- [TO DO]: Retype each line exactly. Skip images.

(Records from a point labeling set)
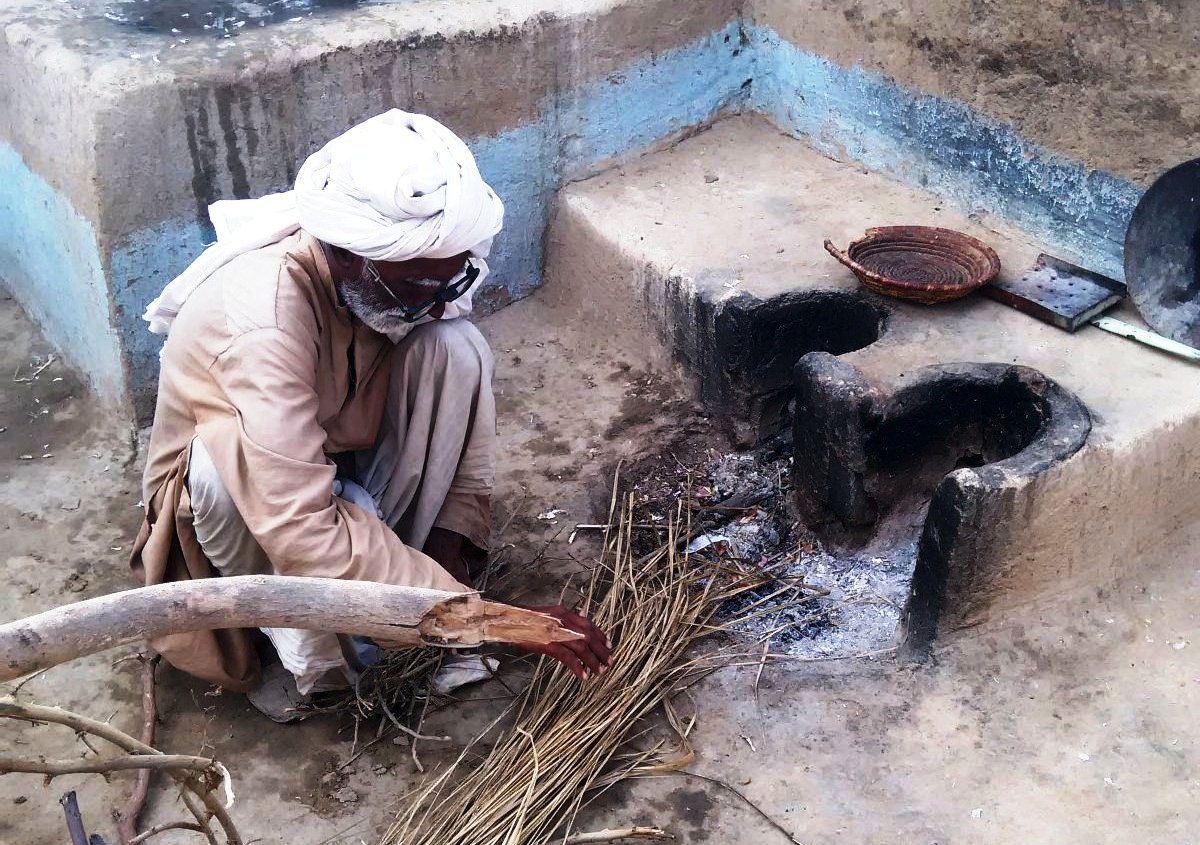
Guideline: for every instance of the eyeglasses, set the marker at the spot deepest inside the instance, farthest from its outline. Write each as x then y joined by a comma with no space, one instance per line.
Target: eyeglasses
449,292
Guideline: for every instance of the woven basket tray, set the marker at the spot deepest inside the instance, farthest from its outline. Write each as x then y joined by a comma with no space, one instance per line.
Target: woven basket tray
919,263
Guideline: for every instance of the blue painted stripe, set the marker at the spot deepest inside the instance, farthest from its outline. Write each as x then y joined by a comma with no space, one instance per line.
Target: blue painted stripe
931,142
51,262
946,147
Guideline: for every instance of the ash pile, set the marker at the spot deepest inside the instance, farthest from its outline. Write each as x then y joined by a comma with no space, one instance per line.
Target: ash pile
814,601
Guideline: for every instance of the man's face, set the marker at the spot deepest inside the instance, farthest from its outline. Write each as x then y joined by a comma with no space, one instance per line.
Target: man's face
381,291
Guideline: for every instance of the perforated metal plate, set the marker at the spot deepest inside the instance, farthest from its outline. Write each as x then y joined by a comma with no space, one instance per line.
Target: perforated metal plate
1059,292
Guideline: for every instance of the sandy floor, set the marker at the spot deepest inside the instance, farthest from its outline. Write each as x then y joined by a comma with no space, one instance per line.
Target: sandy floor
1073,723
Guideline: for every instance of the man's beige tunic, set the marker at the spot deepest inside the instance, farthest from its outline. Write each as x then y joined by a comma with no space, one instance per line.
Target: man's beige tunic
274,376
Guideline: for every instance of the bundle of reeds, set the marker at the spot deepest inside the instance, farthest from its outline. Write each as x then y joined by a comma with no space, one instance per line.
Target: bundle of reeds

- [RESULT FOR THIS EXERCISE]:
Guideline: for every instance of the eyeglasses, set the marker at the spot deepest inside the instance, farthest from its outline. Write each as x then y joined by a comma with no space, one instance per line.
Target: eyeglasses
449,292
Guideline: for every instance of the woven basket tray, set the marker at the spot deepest inside the instance, farthest from its outline. Write each as x then y joined by a comma with no space, one instance per line.
Target: woven basket tray
919,263
Guideline: for every instance of the blue painted stripe, set the marker at the spot deepest inside the instance, farthest from its outline. Write each as x then y joined by a comma with no space, one instance per line.
Target: blue painted stripe
931,142
51,262
946,147
Guideline: for every instance of the ash pile, set the marker at the spot deepest inside the instance, farthest from its outline. Write each as x then y joined by a comma with no space, one instance per line.
Target: ash pile
814,601
Guideline: for every instance of the man's face, set the marker at the spot deepest inside the instance, farthest from its outline. Write each as x then y joined by a comma with no space, one instance per line.
Target: man's face
381,291
Guideline: for every instance of the perforated metal plate, set the marker at the spot deepest inside the instance, farthest from its outline. Write each as x then y joined by a comma with no space, one instance per line.
Target: perforated metal plate
1059,292
Guideline: for every instance of the sandy floor, set the marker at the spot deepest inside the instance, farthest from its outline. Write each as x then y joined by a comma with no space, one instance per line.
Target: sandy floor
1073,723
Guideline: for every instance of the man's beige tunic, set the marker at the spot deepest inside the instance, farthest from its outline. Write each as x then y joined by a comma with no space, one instance per line.
Target: man's beige tunic
274,376
Guideline: for every instance of the bundle of reeds, set the marker at the spot deepest inside the instance, farthest from its outline. Write each as x then y joined by a comma with no space, one instance per line.
Target: bundle of reeds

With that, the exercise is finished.